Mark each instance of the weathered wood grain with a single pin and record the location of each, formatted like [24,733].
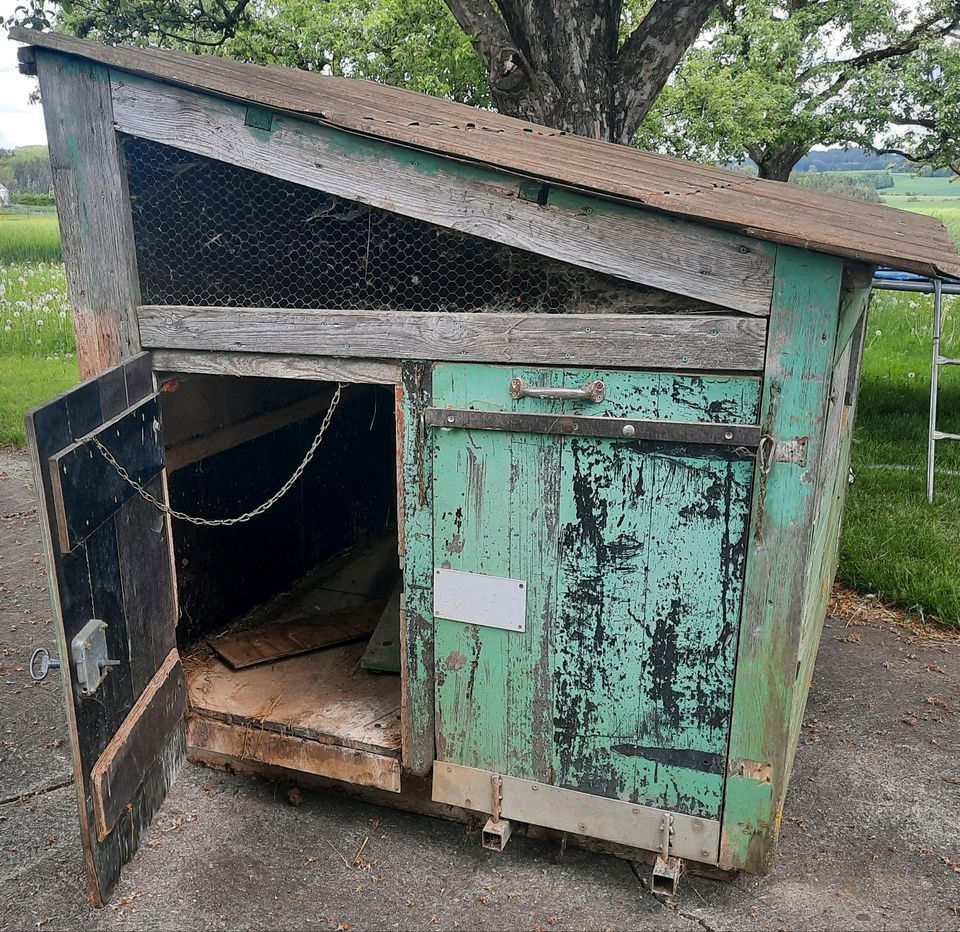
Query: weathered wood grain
[93,207]
[832,489]
[121,769]
[321,696]
[767,209]
[647,341]
[302,635]
[266,365]
[415,522]
[242,429]
[795,404]
[240,743]
[620,686]
[700,262]
[125,576]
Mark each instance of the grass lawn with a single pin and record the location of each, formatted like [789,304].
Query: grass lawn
[894,543]
[28,236]
[26,382]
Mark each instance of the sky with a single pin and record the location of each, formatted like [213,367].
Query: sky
[21,123]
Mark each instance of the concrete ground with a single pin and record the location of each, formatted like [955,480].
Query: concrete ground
[870,836]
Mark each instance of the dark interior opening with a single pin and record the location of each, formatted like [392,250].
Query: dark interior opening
[288,622]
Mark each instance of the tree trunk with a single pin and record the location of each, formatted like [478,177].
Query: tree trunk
[559,62]
[776,164]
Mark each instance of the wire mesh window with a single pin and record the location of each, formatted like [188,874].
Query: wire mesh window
[210,233]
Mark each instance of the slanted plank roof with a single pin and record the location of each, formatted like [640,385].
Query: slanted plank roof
[767,210]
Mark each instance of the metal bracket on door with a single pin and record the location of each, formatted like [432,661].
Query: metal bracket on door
[692,432]
[90,656]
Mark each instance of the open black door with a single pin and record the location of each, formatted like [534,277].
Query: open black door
[113,592]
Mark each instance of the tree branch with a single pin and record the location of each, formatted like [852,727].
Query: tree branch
[508,70]
[650,54]
[923,30]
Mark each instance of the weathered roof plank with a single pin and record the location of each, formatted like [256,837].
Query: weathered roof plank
[766,210]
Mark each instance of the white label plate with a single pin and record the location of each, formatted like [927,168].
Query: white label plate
[479,599]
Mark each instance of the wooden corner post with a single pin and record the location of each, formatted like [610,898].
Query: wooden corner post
[93,206]
[795,401]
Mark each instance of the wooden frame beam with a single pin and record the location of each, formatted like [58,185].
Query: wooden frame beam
[275,366]
[656,341]
[93,206]
[698,261]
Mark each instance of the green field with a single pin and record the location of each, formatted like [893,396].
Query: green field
[894,544]
[29,236]
[36,337]
[906,185]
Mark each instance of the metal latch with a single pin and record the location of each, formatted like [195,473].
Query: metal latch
[90,660]
[593,390]
[41,663]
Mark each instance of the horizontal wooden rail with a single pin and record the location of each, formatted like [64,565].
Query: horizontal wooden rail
[661,341]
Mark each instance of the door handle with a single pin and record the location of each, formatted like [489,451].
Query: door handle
[41,663]
[593,390]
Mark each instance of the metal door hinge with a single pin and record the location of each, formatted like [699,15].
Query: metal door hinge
[90,658]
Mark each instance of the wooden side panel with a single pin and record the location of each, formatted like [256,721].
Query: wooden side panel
[795,403]
[127,759]
[702,262]
[121,573]
[652,556]
[81,476]
[95,225]
[633,557]
[415,521]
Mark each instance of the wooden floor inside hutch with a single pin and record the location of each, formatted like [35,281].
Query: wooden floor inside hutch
[315,709]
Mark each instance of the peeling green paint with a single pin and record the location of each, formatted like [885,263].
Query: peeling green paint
[621,684]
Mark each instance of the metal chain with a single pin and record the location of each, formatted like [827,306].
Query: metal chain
[222,522]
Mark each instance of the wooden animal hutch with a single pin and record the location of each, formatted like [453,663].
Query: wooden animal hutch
[584,478]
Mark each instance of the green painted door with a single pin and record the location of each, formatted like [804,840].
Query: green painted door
[632,554]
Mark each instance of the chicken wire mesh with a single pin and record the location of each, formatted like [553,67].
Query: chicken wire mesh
[211,233]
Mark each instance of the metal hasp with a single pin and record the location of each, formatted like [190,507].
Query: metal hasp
[666,869]
[90,659]
[593,390]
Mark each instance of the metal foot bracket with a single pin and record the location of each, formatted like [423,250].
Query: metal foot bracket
[577,813]
[666,869]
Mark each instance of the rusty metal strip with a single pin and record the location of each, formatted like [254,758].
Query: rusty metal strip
[577,813]
[696,432]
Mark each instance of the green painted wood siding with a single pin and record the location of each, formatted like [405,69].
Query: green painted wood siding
[633,556]
[801,345]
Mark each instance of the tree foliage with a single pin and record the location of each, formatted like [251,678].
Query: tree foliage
[592,67]
[26,170]
[776,77]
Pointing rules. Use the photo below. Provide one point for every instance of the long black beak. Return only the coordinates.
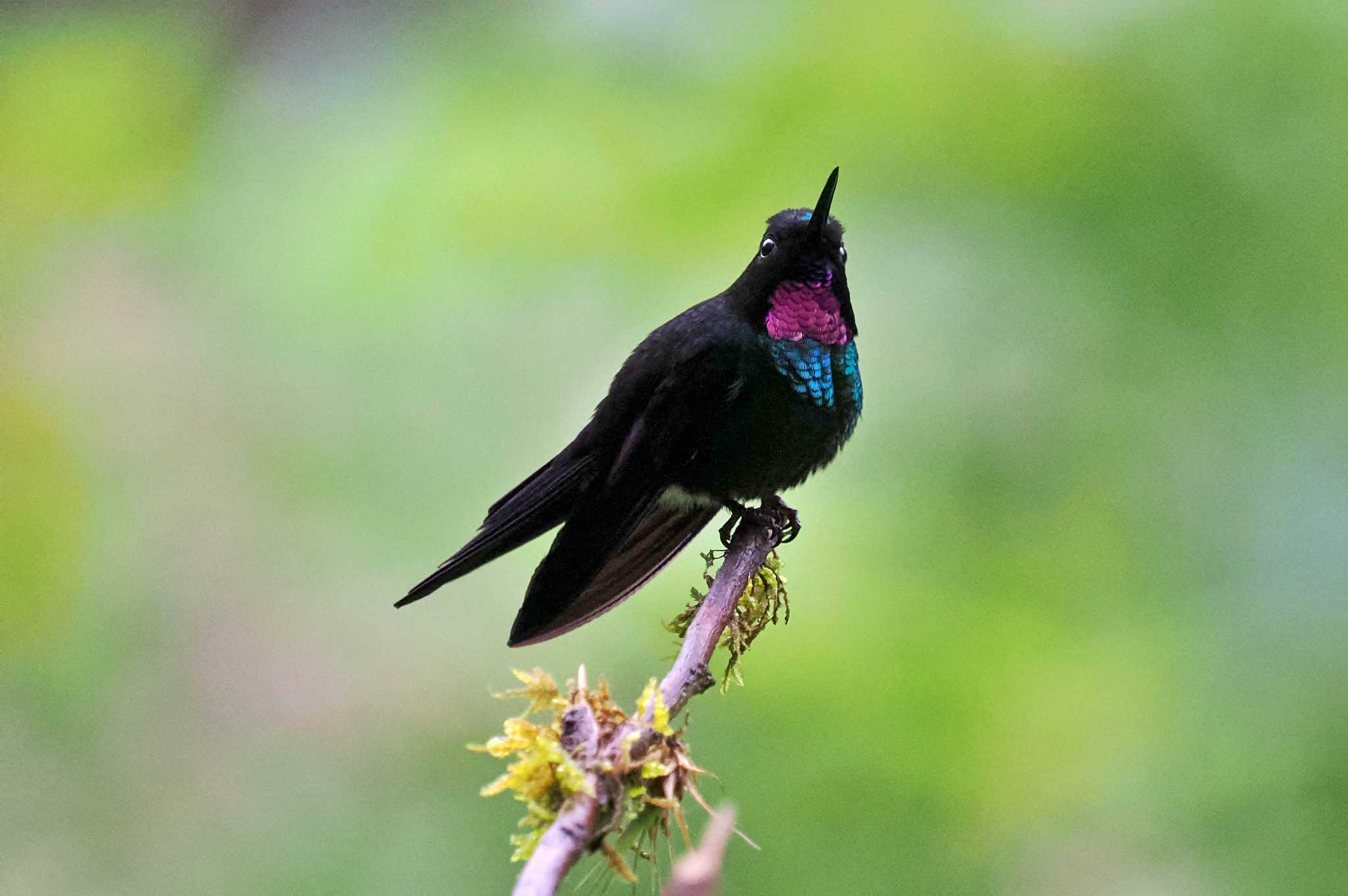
(821, 209)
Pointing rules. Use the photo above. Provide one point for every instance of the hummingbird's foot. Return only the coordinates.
(773, 514)
(789, 522)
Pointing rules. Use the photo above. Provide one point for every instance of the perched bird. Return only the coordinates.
(735, 399)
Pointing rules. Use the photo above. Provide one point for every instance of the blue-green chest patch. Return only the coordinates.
(824, 374)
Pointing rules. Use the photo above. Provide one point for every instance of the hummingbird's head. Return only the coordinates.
(796, 286)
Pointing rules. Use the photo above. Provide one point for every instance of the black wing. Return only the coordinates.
(618, 535)
(532, 507)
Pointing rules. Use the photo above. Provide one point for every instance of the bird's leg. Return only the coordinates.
(771, 514)
(788, 519)
(738, 512)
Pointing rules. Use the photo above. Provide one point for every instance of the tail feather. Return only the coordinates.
(532, 507)
(657, 539)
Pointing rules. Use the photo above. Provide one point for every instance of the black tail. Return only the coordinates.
(565, 595)
(532, 507)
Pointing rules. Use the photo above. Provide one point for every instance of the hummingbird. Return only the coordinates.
(737, 399)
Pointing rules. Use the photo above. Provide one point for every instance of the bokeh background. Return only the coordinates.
(289, 293)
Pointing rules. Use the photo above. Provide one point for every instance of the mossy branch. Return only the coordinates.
(588, 813)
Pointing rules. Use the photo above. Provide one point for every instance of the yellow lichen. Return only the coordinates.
(644, 763)
(760, 604)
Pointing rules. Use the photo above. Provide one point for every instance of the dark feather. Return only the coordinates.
(657, 539)
(532, 507)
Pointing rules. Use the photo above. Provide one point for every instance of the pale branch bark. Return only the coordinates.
(689, 674)
(575, 830)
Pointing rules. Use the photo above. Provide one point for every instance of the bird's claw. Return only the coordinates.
(773, 514)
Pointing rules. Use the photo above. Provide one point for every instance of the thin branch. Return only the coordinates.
(689, 676)
(575, 830)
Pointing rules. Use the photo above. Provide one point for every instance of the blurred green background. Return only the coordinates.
(290, 293)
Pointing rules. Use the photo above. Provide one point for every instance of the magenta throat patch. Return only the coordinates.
(806, 311)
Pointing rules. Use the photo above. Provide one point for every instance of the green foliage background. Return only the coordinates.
(289, 294)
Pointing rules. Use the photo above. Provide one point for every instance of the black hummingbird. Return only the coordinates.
(735, 399)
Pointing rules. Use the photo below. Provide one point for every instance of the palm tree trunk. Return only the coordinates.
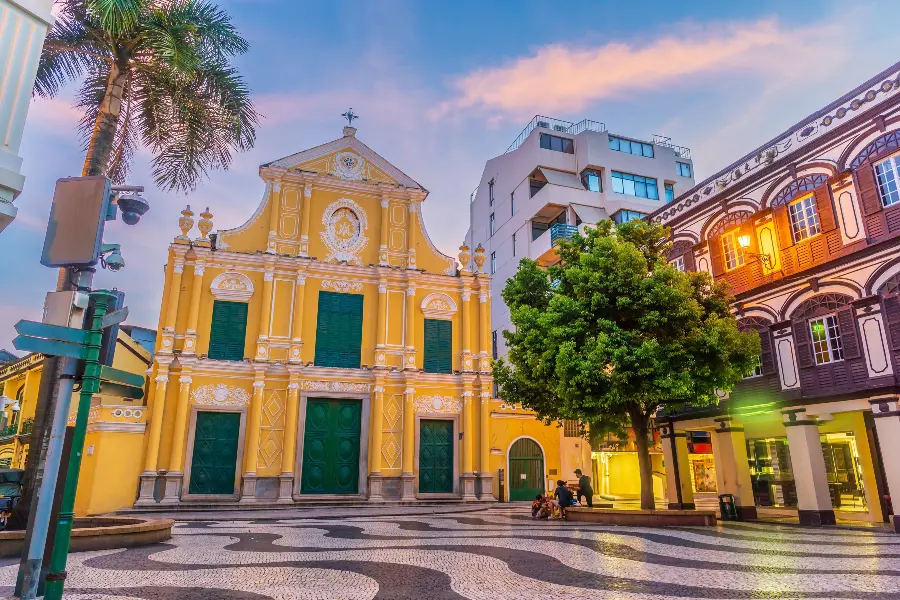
(641, 425)
(104, 135)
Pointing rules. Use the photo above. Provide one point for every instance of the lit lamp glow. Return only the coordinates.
(744, 243)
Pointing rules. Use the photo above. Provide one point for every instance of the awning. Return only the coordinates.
(561, 178)
(590, 214)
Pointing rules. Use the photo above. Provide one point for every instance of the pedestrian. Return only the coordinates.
(584, 488)
(563, 498)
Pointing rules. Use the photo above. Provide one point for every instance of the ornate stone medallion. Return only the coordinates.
(345, 224)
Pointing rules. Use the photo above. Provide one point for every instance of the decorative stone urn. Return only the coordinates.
(465, 257)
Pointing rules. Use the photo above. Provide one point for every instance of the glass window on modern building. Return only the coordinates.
(591, 181)
(635, 185)
(630, 146)
(826, 339)
(557, 144)
(734, 254)
(623, 216)
(804, 218)
(886, 172)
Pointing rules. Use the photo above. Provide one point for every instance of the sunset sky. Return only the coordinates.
(441, 87)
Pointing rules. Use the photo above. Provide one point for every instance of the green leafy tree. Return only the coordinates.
(153, 72)
(613, 332)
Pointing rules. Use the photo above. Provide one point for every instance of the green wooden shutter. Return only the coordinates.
(228, 330)
(339, 330)
(438, 346)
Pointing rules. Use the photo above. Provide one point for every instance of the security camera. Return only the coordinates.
(133, 207)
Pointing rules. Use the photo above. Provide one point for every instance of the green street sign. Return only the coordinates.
(124, 377)
(52, 332)
(51, 347)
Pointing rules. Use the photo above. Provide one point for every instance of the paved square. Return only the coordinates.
(496, 554)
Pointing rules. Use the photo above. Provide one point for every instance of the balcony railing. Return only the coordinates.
(561, 231)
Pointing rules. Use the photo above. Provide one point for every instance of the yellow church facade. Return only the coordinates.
(323, 350)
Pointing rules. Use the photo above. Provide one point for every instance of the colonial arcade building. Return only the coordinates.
(323, 350)
(806, 230)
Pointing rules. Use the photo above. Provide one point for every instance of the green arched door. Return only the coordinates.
(526, 470)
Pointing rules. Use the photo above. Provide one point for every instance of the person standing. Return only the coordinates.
(584, 488)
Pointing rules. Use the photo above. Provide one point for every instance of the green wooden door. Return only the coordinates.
(331, 446)
(215, 453)
(438, 346)
(228, 330)
(435, 457)
(526, 470)
(339, 330)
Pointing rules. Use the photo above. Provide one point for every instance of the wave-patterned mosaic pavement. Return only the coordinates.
(497, 554)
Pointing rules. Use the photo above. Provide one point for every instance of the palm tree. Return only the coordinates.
(157, 73)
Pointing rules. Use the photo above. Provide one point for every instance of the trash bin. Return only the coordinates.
(727, 507)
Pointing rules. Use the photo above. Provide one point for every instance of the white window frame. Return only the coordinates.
(732, 253)
(889, 187)
(829, 349)
(803, 217)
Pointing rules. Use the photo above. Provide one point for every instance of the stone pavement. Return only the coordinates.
(496, 554)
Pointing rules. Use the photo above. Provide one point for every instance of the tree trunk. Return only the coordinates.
(104, 135)
(641, 425)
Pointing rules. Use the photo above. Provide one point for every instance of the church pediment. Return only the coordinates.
(346, 158)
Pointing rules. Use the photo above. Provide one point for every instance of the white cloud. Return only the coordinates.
(562, 78)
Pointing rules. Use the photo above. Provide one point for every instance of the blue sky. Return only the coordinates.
(443, 86)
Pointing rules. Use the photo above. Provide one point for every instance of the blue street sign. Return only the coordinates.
(51, 332)
(51, 347)
(123, 377)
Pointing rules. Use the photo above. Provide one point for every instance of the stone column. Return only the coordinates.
(167, 345)
(409, 356)
(484, 330)
(385, 221)
(886, 410)
(678, 470)
(304, 221)
(467, 477)
(289, 446)
(190, 334)
(808, 465)
(175, 472)
(408, 478)
(251, 440)
(412, 227)
(466, 323)
(274, 215)
(265, 315)
(375, 438)
(23, 27)
(485, 475)
(154, 433)
(296, 352)
(732, 467)
(381, 326)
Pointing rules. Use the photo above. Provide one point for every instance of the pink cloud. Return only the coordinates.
(559, 78)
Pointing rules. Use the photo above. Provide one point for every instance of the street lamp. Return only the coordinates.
(744, 243)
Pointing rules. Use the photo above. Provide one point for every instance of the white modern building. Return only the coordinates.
(23, 27)
(557, 177)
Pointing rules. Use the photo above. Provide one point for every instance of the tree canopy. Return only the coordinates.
(155, 73)
(613, 332)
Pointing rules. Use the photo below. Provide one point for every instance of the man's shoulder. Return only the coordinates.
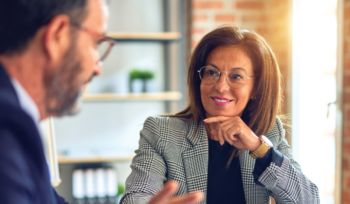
(11, 113)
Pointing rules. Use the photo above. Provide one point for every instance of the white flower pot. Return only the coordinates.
(136, 86)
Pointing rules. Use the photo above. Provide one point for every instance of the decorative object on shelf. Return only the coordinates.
(148, 81)
(136, 81)
(121, 189)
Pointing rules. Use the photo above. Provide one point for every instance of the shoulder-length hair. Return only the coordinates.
(261, 112)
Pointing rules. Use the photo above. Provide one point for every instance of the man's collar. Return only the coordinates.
(25, 101)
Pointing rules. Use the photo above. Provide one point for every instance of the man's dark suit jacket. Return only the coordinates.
(24, 175)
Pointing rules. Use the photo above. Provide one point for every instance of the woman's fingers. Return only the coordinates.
(224, 129)
(188, 199)
(165, 195)
(216, 119)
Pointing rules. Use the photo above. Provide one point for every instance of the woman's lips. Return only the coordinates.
(219, 101)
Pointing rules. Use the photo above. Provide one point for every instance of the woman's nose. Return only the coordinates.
(98, 68)
(222, 85)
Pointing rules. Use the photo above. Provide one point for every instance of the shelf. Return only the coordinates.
(124, 36)
(95, 159)
(163, 96)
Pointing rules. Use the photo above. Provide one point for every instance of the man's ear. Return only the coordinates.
(57, 37)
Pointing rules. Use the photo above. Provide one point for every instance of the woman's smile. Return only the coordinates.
(219, 101)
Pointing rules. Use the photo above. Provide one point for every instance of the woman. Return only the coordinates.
(217, 144)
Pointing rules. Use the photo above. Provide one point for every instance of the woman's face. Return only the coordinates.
(221, 99)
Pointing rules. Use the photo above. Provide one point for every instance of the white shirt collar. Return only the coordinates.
(26, 102)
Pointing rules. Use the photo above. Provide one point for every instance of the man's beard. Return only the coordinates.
(63, 90)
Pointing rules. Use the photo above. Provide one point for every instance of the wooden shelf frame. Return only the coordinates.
(160, 96)
(93, 159)
(132, 36)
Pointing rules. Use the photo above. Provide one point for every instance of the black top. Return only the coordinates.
(225, 184)
(24, 175)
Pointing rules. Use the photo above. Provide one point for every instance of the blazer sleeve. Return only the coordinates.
(148, 167)
(285, 180)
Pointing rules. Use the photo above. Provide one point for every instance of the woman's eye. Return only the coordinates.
(236, 77)
(210, 72)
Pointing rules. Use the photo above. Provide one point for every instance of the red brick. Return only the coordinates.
(346, 148)
(347, 13)
(207, 5)
(347, 116)
(249, 5)
(346, 182)
(346, 81)
(345, 197)
(346, 48)
(252, 18)
(345, 165)
(225, 18)
(199, 31)
(347, 30)
(199, 17)
(347, 63)
(346, 98)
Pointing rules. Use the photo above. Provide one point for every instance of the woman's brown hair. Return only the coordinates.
(261, 112)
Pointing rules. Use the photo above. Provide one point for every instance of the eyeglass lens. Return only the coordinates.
(103, 49)
(235, 78)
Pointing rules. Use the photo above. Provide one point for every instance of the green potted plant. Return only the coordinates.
(136, 81)
(148, 81)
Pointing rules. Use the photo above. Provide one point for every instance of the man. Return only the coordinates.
(47, 54)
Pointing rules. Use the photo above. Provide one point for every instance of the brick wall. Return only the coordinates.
(346, 101)
(210, 14)
(270, 18)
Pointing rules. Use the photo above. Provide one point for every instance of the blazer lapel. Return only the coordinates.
(254, 194)
(196, 159)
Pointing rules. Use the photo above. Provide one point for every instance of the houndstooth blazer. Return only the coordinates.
(169, 150)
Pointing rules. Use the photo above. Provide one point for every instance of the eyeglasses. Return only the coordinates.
(104, 45)
(236, 77)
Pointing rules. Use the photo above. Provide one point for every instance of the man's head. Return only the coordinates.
(52, 31)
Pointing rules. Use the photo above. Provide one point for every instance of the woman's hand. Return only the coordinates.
(235, 132)
(165, 195)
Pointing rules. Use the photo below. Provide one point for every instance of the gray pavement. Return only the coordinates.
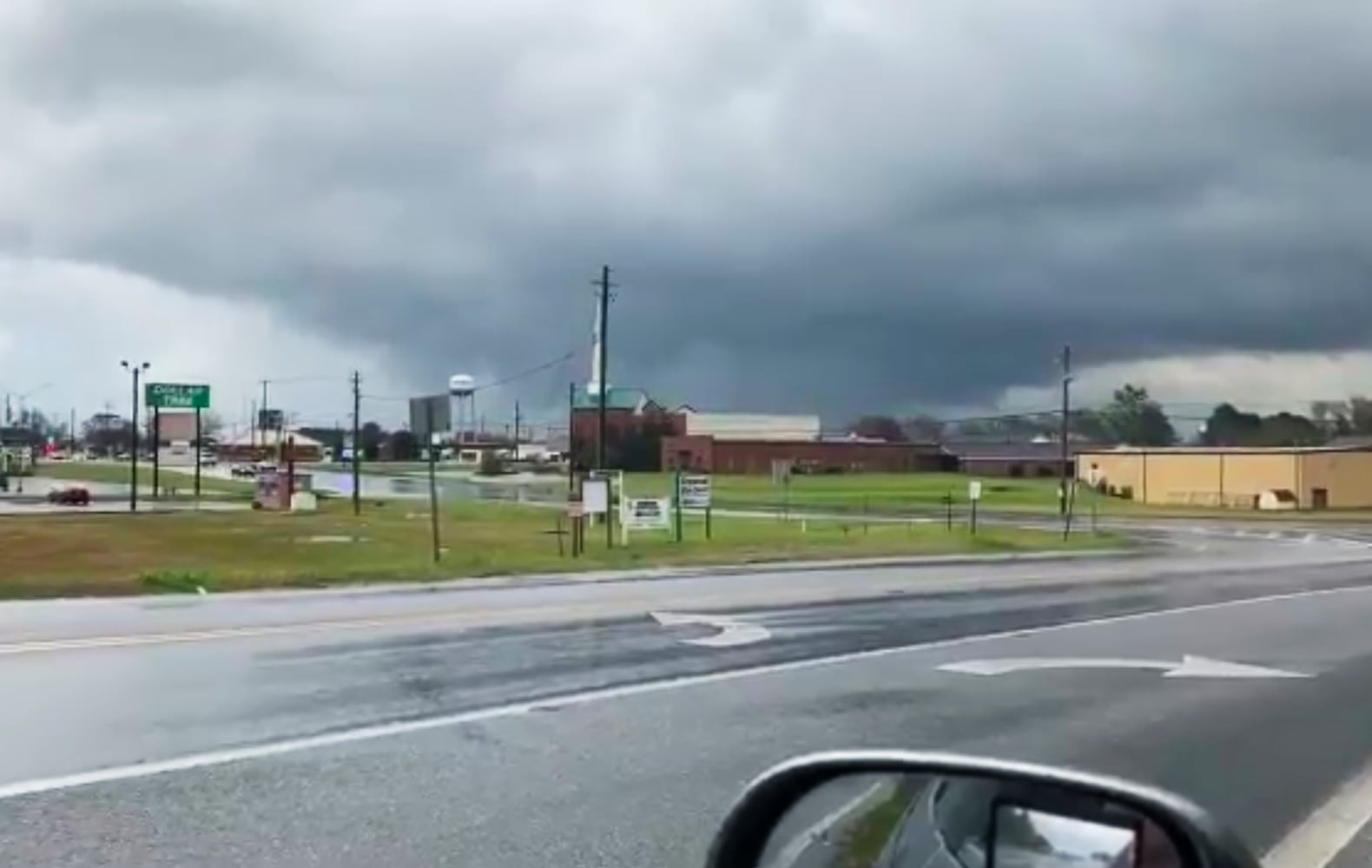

[WORK TASK]:
Set down again, word for word, the stretch of records from the line with "Mark each instance of the grass" to the line with "Mark each instance of the concrete", both of those lines included.

[RESPONSE TO THE TASK]:
Mark each instance of the grass lawn with a single pin and record the location of each, formatted like [789,304].
Query: grass lawn
[894,543]
[28,236]
[26,382]
Mark each instance of the sky with a single pin and record the location of each, formatted like [213,367].
Query: sky
[21,123]
Mark each instance of the concrete ground with a single pin and record the location of each, formatted like [955,480].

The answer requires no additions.